■ Challenge ■
Pull out every line below that contains the word "table", and copy each one in full.
** begin **
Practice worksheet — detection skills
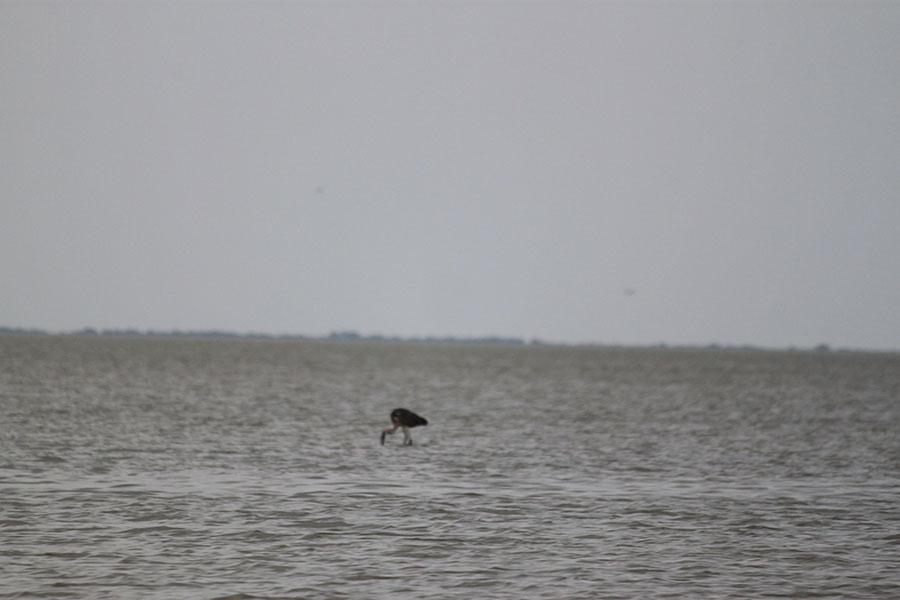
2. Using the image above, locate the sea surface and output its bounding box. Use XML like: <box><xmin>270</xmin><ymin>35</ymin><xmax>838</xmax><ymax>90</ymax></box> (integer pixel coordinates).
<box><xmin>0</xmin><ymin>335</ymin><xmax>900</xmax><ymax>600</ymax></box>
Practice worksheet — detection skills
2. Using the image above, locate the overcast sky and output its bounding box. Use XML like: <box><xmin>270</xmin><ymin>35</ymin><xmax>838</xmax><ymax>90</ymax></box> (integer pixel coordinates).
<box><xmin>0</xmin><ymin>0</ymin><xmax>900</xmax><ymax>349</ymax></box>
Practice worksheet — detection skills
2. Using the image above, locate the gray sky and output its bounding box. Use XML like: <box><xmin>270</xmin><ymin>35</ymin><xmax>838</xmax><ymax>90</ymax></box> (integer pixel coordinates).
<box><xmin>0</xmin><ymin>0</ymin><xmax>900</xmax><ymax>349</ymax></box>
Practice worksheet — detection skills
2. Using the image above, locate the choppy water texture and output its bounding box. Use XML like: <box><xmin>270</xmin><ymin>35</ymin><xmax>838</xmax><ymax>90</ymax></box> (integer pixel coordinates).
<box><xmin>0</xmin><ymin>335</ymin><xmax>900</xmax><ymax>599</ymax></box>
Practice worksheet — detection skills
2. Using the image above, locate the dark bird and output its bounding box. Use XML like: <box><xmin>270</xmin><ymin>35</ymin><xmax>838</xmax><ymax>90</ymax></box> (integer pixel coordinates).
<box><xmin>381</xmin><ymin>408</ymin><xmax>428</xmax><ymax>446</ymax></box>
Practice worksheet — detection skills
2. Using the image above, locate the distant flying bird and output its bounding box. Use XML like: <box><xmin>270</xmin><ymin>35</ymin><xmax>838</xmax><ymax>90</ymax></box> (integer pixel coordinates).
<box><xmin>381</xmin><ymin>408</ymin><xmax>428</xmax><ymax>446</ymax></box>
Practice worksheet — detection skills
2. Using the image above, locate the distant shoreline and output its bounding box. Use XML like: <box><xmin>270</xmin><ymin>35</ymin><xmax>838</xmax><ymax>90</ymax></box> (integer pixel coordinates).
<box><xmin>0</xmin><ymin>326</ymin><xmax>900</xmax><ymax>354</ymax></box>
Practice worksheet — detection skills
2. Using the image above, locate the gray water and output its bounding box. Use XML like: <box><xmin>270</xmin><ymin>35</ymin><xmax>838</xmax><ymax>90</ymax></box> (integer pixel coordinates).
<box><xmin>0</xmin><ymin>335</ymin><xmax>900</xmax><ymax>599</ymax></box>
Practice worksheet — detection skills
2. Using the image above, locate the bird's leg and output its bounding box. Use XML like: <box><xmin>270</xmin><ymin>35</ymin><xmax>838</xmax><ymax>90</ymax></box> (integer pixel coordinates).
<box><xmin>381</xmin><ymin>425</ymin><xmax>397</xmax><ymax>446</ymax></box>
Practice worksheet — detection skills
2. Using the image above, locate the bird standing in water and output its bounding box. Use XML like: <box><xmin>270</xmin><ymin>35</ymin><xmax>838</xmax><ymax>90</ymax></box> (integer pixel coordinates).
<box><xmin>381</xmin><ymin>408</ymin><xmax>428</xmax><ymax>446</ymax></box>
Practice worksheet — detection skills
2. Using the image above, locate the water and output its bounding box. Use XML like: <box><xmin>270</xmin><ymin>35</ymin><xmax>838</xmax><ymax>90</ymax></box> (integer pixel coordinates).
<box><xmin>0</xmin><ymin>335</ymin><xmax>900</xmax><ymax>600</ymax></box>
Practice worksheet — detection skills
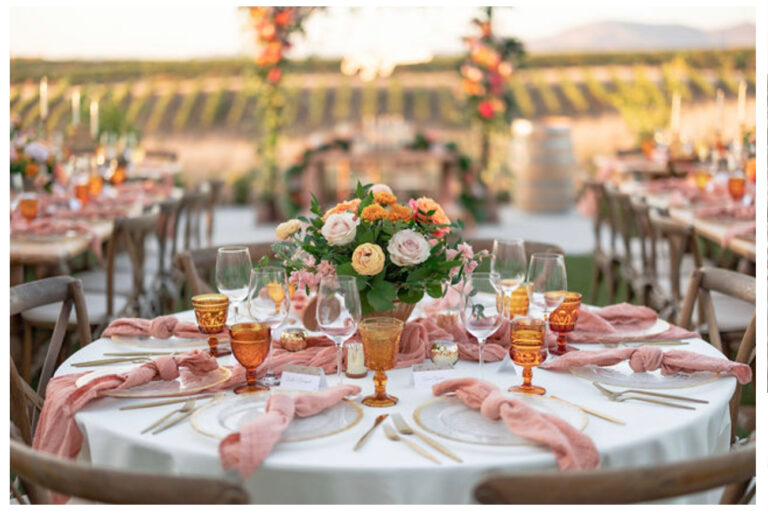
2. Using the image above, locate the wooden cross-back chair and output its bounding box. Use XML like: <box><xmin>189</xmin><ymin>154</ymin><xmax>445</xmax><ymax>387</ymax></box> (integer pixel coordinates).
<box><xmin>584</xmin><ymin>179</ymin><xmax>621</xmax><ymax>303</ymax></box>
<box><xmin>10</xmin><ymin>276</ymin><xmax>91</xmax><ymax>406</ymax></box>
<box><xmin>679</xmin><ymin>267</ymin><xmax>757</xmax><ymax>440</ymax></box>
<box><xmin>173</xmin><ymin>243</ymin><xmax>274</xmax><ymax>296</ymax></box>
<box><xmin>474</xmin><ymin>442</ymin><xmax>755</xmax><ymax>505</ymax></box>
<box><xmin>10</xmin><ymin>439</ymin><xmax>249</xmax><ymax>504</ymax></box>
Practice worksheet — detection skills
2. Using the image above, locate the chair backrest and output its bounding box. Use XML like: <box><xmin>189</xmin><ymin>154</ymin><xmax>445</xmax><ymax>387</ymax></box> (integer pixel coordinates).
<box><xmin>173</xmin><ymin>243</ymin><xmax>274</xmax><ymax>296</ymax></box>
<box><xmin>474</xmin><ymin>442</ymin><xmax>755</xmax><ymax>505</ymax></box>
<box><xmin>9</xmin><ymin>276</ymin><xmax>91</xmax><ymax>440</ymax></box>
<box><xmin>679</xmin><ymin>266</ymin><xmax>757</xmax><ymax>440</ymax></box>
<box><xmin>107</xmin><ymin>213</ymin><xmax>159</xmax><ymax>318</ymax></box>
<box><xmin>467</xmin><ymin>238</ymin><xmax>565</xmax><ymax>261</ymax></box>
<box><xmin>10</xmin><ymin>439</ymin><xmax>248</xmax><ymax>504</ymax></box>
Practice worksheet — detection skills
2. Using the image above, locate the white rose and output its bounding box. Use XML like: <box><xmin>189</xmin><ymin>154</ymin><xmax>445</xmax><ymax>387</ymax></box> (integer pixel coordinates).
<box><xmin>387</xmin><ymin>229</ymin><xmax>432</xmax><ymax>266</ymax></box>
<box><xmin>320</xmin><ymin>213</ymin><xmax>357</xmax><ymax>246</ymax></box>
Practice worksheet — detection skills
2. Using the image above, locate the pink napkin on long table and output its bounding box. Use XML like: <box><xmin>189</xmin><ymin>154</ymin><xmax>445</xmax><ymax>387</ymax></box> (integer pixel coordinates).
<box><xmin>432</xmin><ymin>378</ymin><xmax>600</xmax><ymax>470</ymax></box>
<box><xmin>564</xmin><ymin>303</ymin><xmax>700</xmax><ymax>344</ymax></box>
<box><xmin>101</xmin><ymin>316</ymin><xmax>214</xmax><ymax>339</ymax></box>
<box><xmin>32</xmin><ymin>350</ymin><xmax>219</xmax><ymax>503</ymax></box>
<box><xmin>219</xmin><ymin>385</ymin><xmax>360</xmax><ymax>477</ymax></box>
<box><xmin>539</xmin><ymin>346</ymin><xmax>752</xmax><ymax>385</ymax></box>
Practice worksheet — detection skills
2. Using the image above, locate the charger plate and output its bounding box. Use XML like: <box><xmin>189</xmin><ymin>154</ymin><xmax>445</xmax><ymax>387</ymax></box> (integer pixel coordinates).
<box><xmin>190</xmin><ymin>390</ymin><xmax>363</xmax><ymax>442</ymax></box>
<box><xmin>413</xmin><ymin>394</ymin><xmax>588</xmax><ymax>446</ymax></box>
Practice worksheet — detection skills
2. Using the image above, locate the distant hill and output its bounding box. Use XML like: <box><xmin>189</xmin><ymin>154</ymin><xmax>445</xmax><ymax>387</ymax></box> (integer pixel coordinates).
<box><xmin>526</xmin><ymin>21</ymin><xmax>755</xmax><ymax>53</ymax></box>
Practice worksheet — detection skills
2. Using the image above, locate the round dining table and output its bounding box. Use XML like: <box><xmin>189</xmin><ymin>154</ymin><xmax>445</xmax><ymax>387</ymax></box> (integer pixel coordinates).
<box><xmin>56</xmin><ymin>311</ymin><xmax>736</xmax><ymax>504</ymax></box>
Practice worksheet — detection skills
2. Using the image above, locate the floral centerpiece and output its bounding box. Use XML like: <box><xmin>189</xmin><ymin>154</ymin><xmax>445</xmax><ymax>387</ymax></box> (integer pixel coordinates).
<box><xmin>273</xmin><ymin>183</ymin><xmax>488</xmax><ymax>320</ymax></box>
** end **
■ Expected answer ■
2. Using the image above, locate the pink napkin on long table and output its bounding box. Use XML like: <box><xmin>189</xmin><ymin>154</ymin><xmax>445</xmax><ymax>387</ymax></box> (integer pixel coordinates).
2. Using the image above, locate the round dining table and output its bounding box. Use XML like: <box><xmin>189</xmin><ymin>154</ymin><xmax>445</xmax><ymax>387</ymax></box> (integer pixel coordinates).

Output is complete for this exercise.